▶ [DIRECTIONS] Please count the lines in the material below that contain the string "mountain", treating uppercase and lowercase as different, and reply with the number alone.

▶ [INPUT ROWS]
☆ ☆ ☆
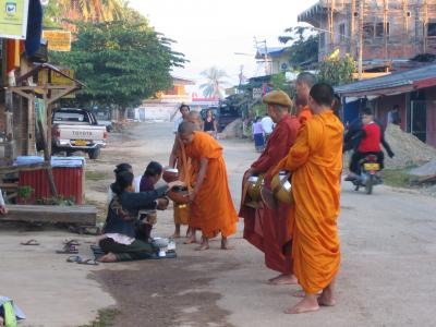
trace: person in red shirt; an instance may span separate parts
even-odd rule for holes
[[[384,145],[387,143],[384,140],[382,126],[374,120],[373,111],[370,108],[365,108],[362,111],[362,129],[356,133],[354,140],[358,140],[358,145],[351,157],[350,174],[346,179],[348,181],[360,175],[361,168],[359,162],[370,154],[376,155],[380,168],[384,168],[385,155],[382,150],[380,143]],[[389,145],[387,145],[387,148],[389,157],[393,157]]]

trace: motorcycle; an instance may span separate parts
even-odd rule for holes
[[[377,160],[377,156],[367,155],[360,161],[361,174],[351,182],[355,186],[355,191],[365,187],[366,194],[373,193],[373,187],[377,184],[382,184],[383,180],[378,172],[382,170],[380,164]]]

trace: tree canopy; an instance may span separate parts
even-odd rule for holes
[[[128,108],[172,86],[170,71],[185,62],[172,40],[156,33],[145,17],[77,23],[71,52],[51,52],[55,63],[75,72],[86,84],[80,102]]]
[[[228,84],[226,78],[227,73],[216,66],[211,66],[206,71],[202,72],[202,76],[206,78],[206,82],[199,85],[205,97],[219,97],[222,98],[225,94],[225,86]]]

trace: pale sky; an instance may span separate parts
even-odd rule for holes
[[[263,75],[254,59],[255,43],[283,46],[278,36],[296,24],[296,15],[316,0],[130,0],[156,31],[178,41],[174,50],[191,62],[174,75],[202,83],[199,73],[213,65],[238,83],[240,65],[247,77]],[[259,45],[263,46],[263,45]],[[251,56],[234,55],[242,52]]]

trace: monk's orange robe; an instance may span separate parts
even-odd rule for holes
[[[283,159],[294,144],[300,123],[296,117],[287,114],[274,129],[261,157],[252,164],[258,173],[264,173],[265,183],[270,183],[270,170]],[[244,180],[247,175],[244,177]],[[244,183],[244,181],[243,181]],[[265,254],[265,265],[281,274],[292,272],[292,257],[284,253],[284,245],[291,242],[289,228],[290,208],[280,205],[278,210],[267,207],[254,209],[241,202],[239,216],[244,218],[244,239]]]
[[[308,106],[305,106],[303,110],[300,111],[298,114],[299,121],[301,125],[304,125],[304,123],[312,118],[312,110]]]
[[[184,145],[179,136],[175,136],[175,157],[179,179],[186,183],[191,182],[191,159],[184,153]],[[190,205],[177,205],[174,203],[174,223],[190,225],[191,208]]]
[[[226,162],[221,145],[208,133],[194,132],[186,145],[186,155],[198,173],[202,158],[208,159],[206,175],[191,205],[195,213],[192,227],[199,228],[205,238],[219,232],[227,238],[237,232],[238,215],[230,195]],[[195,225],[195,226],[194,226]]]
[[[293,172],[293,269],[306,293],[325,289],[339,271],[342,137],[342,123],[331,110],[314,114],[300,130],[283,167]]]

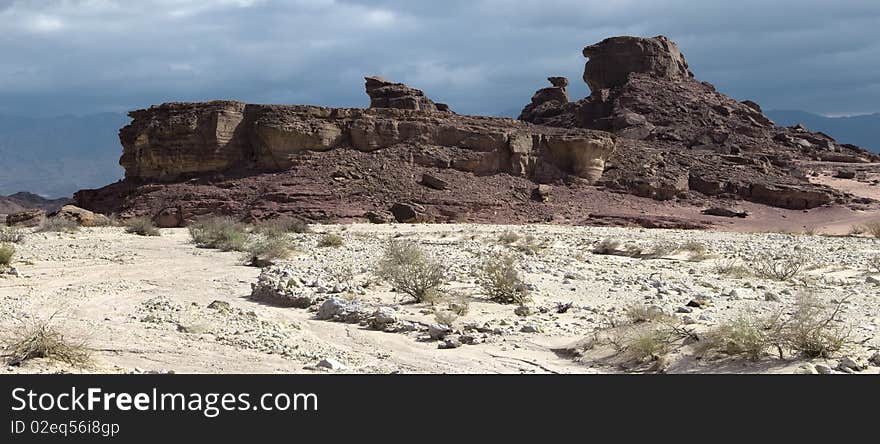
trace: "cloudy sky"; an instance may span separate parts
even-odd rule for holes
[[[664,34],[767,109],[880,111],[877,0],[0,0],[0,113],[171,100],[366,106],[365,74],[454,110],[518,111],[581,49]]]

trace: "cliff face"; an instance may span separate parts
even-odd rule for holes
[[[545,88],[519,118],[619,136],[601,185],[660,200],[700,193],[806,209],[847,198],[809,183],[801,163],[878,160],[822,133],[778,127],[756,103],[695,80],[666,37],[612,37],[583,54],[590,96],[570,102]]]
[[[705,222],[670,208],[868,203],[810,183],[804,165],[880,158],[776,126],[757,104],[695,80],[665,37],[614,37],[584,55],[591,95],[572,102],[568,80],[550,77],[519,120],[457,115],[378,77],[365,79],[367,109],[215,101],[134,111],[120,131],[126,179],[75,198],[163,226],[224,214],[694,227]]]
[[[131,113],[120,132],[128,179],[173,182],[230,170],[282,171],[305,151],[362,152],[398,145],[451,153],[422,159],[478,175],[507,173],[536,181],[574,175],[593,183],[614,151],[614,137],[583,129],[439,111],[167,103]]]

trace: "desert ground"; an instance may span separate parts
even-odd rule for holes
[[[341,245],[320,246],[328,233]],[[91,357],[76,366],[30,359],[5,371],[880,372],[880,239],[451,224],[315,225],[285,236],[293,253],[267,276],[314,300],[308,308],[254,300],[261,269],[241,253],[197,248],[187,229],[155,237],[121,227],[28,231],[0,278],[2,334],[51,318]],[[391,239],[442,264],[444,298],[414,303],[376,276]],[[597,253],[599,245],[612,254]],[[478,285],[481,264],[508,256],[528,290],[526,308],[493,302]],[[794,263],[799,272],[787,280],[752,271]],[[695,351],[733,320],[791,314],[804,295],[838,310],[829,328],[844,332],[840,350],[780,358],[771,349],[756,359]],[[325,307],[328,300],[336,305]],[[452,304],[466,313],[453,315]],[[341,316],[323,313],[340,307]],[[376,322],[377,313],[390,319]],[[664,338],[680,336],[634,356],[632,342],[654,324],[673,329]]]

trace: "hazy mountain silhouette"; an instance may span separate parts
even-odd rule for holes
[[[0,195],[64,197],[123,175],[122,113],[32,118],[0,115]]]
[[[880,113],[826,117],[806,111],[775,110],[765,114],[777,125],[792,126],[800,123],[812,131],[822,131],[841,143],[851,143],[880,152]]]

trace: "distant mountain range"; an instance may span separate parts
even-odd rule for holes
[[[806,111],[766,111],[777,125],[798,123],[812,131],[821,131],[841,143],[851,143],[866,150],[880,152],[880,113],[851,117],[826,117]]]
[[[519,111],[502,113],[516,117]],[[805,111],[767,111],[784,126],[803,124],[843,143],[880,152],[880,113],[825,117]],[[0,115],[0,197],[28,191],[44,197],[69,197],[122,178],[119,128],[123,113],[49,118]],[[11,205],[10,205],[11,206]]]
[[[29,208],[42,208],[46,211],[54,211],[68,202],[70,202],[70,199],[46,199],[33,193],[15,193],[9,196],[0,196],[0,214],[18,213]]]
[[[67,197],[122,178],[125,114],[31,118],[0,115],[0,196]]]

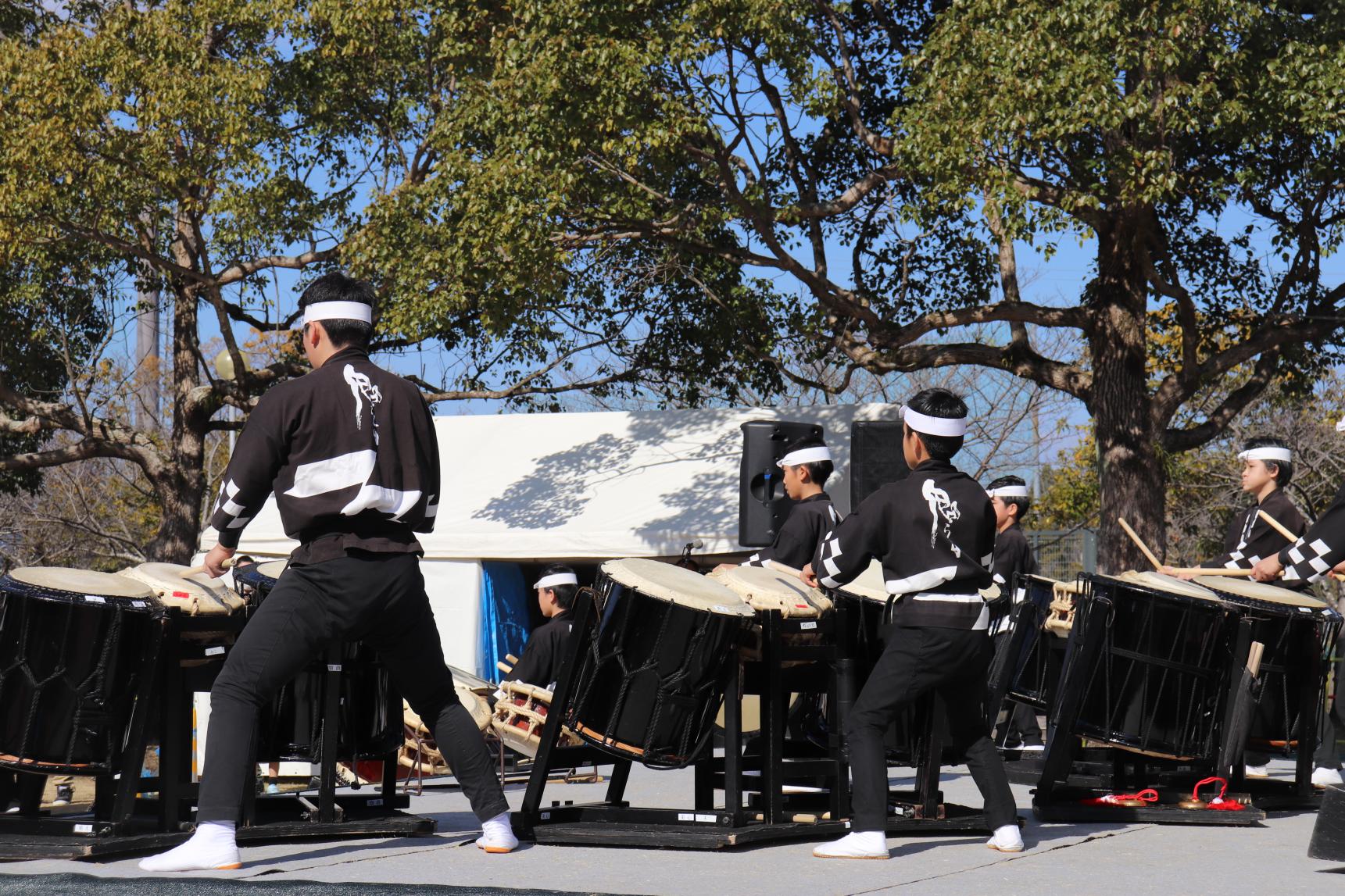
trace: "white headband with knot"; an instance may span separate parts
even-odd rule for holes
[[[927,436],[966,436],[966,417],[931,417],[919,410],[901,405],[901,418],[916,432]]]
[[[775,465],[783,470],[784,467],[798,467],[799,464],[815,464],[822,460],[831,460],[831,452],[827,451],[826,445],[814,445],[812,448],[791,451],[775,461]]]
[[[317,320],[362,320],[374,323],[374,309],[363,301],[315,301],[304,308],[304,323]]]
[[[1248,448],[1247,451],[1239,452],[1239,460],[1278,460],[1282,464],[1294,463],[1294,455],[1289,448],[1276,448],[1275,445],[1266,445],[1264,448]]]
☆ ☆ ☆
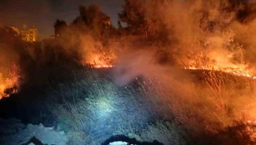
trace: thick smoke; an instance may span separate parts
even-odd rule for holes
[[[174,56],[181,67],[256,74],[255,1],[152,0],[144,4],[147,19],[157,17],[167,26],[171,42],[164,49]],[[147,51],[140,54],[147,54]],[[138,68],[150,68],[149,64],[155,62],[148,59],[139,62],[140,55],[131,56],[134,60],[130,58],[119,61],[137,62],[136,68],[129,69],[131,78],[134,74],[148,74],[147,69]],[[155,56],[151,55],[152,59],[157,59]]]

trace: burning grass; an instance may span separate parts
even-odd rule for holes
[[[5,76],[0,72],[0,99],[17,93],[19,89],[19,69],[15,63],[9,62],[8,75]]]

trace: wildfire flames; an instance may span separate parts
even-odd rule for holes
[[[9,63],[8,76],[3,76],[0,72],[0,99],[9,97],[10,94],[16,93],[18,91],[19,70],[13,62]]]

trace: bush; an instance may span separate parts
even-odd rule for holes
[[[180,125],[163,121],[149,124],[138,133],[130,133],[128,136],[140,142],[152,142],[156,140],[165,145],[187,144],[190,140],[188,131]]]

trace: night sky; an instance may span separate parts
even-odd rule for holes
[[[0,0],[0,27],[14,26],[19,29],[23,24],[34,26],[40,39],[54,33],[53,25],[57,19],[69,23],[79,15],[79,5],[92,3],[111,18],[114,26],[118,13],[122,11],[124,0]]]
☆ ☆ ☆
▶ [TASK RESULT] 2